→ Passage provided:
---*---

One explanation for the findings of the present study that HCWs view HH as less protective of them might be the cognitive bias that exists among many of them, as it does in the general public, whereby they perceive PPE as a solution but forget to perform HH in the course of their work .
This interpretation is consistent with other research in the literature about the prevention of hospital-acquired infections, which indicates that despite a variety of interventions conducted for HCWs, the levels of compliance with HH still remain low at 50–60% [22,23,24]. during the COVID-19 crisis Reports from China indicate that suboptimal HH after contact with patients was linked to COVID-19 [25, 26]. Long exposure time to large numbers of infected patients directly increased the risk of HCW infections [11, 12].
Another guideline perceived as applicable but less protective is masks for contact with symptomatic patients. The professional literature indicates uncertainty about the effectiveness of wearing masks. Some say that wearing a mask can lead to false confidence . It is possible that the dispute about the degree of protection from masks led the respondents to indicate a gap between applicability and protection. It is also possible that the uncertainty that still exists about the transmission of the coronavirus (droplet or airborne) also contributed to the gap found in regard to masks between its applicability and the degree of its protection against contagion .
Recent studies in the field of infection control indicate that the official guidelines focus on the temporal order of actions in their broadest sense and cannot be totally comprehensive as exigency situations arise from the dynamic nature of the work, that exist in the care continuum [28, 29].
Respectively, in a crisis such as the COVID-19 epidemic, the staff faces new situations they did not conceive of before, as the virus spreads. Therefore, in the study we asked the respondents to share with us additional practices they perform that cannot be found in existing guidelines. The HCWs raised creative practices that indicate the importance of including the staff when confronting an epidemic crisis. Guidelines that are handed down from above are insufficient in a changing reality and it is important to hear the staff and accommodate them.

---*---

→ Set of tasks:
**A.** According to the passage, what do some say wearing a mask can lead to?
**B.** Please echo the passage word for word, starting with "Respectively, in a" and going on through "and accommodate them.".

→ Data extract:
---*---

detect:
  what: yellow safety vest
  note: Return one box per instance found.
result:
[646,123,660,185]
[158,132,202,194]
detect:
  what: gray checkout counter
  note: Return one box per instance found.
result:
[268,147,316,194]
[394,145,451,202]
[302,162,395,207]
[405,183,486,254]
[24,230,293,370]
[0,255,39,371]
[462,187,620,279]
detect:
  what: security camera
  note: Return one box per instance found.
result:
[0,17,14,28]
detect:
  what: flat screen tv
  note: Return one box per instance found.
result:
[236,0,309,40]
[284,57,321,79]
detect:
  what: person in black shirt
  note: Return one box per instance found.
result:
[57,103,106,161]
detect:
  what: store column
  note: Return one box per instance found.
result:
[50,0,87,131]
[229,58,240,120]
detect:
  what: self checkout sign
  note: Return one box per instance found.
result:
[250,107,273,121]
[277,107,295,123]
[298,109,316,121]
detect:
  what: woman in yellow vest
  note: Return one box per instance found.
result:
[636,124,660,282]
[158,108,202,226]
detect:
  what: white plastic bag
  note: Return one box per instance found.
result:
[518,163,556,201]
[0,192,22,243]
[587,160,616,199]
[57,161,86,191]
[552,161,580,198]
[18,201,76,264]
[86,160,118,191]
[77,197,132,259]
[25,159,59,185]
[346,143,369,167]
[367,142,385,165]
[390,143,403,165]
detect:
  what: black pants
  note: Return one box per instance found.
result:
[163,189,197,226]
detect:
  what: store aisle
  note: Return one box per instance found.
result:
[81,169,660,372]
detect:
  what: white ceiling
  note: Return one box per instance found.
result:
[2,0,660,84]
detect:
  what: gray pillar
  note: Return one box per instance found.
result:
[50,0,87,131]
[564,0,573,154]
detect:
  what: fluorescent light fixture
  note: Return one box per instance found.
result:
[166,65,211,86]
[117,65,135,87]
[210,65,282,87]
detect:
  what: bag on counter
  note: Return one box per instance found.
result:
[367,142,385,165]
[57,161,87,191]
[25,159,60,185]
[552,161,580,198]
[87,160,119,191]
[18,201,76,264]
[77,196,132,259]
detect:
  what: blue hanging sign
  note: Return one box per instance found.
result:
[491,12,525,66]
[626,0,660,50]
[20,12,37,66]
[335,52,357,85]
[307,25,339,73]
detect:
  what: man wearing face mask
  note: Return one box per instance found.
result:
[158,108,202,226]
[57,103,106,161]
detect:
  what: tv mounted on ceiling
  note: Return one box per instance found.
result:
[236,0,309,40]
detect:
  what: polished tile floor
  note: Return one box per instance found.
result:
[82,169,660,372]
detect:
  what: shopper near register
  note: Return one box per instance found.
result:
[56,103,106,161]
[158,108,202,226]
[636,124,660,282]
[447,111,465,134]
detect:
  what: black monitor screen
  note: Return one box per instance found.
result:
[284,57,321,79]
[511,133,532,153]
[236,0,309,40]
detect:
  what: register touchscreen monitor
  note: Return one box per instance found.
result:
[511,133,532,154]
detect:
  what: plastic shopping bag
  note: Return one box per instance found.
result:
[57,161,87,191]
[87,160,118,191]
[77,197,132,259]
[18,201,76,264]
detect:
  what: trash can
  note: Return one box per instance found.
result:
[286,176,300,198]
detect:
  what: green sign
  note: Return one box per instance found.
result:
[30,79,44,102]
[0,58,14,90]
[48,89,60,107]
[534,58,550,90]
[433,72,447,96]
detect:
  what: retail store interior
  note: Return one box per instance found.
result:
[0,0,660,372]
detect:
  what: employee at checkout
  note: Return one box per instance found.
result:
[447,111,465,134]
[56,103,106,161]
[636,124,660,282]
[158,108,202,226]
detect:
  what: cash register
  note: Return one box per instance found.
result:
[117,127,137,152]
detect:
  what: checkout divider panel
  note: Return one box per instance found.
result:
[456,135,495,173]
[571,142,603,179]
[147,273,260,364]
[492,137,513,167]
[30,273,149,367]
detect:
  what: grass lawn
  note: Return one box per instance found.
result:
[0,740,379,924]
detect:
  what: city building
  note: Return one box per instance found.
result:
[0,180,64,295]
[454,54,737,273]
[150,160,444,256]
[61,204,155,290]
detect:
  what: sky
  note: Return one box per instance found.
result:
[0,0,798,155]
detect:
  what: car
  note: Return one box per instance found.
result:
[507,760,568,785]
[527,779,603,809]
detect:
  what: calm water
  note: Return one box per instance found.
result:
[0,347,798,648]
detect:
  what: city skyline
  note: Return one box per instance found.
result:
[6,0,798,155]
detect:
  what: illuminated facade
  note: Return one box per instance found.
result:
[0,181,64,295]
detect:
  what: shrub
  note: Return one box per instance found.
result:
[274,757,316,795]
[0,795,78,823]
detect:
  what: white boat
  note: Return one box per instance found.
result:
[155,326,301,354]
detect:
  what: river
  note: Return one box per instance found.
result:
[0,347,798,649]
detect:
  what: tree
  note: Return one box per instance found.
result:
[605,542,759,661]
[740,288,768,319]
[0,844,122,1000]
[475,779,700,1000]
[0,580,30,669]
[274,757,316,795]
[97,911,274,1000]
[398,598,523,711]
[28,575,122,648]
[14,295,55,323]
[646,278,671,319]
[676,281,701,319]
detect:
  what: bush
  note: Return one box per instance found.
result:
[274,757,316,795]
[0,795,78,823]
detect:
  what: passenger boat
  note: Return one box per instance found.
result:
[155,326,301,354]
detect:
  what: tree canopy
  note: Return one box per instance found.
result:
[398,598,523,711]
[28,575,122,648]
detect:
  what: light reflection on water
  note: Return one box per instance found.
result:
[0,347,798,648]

---*---

→ Replies:
**A.** False confidence.

**B.**
Respectively, in a crisis such as the COVID-19 epidemic, the staff faces new situations they did not conceive of before, as the virus spreads. Therefore, in the study we asked the respondents to share with us additional practices they perform that cannot be found in existing guidelines. The HCWs raised creative practices that indicate the importance of including the staff when confronting an epidemic crisis. Guidelines that are handed down from above are insufficient in a changing reality and it is important to hear the staff and accommodate them.